» **BRIEF**: Pictures aside, repeat the whole listing word for word.

» **INPUT**:
'''

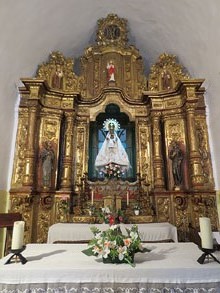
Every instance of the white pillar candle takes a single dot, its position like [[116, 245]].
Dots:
[[206, 233], [17, 235]]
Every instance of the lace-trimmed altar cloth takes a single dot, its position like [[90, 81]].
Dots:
[[169, 267], [78, 232]]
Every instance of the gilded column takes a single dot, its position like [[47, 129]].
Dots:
[[157, 154], [66, 179], [29, 165], [196, 174]]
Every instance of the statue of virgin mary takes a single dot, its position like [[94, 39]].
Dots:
[[112, 150]]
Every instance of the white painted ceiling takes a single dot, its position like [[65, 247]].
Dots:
[[30, 30]]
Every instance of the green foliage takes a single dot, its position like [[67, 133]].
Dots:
[[115, 247]]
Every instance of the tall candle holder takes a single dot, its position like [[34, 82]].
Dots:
[[17, 255]]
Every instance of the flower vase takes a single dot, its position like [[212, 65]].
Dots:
[[136, 212]]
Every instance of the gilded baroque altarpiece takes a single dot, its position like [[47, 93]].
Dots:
[[173, 179]]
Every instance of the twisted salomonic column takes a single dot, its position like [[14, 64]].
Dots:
[[157, 154], [29, 165], [196, 174], [66, 181]]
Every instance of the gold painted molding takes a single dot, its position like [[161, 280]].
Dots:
[[4, 199]]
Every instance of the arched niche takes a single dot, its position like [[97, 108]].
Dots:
[[97, 135]]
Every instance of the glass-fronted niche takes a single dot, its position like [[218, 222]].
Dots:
[[117, 123]]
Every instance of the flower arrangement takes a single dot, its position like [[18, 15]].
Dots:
[[64, 204], [110, 217], [113, 246], [112, 171]]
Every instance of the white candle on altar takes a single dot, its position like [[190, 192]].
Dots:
[[17, 235], [92, 197], [206, 233]]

'''

» **YOUR SOLUTION**:
Every instance of the white pillar candle takes a single dot, its position like [[116, 245]].
Dots:
[[206, 233], [17, 235]]
Every instance of the lace-trimmed altar cloth takes a single dot, its position like [[90, 81]].
Dots:
[[169, 267], [78, 232]]
Every instance of the gilded column takes a single dot, its position like [[47, 129]].
Dots:
[[157, 154], [66, 179], [29, 165], [196, 174]]
Every instance of the statue of virgin mary takes a single dot, its position like [[94, 39]].
Dots:
[[112, 150]]
Every instance of the white painted ceiling takes a single dot, its position like [[65, 247]].
Dots:
[[30, 30]]
Every instance of the green foliage takes a single dot, its position like [[67, 133]].
Dots:
[[115, 247]]
Every instance of the tall candle holder takes a single dot, its position like [[34, 82]].
Dots:
[[17, 255]]
Every instance of the flower vase takes a single dot, its position like [[212, 65]].
Dots:
[[136, 212]]
Every instance of the gilded baroque altarpiece takes a single dot, its position like [[47, 93]].
Dots:
[[173, 179]]
Every instance of the twisted salomonic column takes a single dot, its position like [[14, 64]].
Dots:
[[157, 154], [29, 165], [196, 174], [66, 181]]
Every instance of the gold painted molding takes a single dot, its position like [[161, 280]].
Dots:
[[4, 199]]
Every instance of the arched niche takes a single dot, its position like [[97, 108]].
Dots:
[[97, 135]]
Every instance of the glass-fronted niche takes a single dot, its position like [[218, 222]].
Dots:
[[117, 123]]
Every instance of the flower arrangement takes a single dot, its position like [[18, 15]].
Dots:
[[64, 204], [110, 217], [113, 246], [112, 171]]
Every instance of the white candle on altar takes a single dot, its position like [[190, 192]].
Dots:
[[17, 235], [92, 197], [206, 233]]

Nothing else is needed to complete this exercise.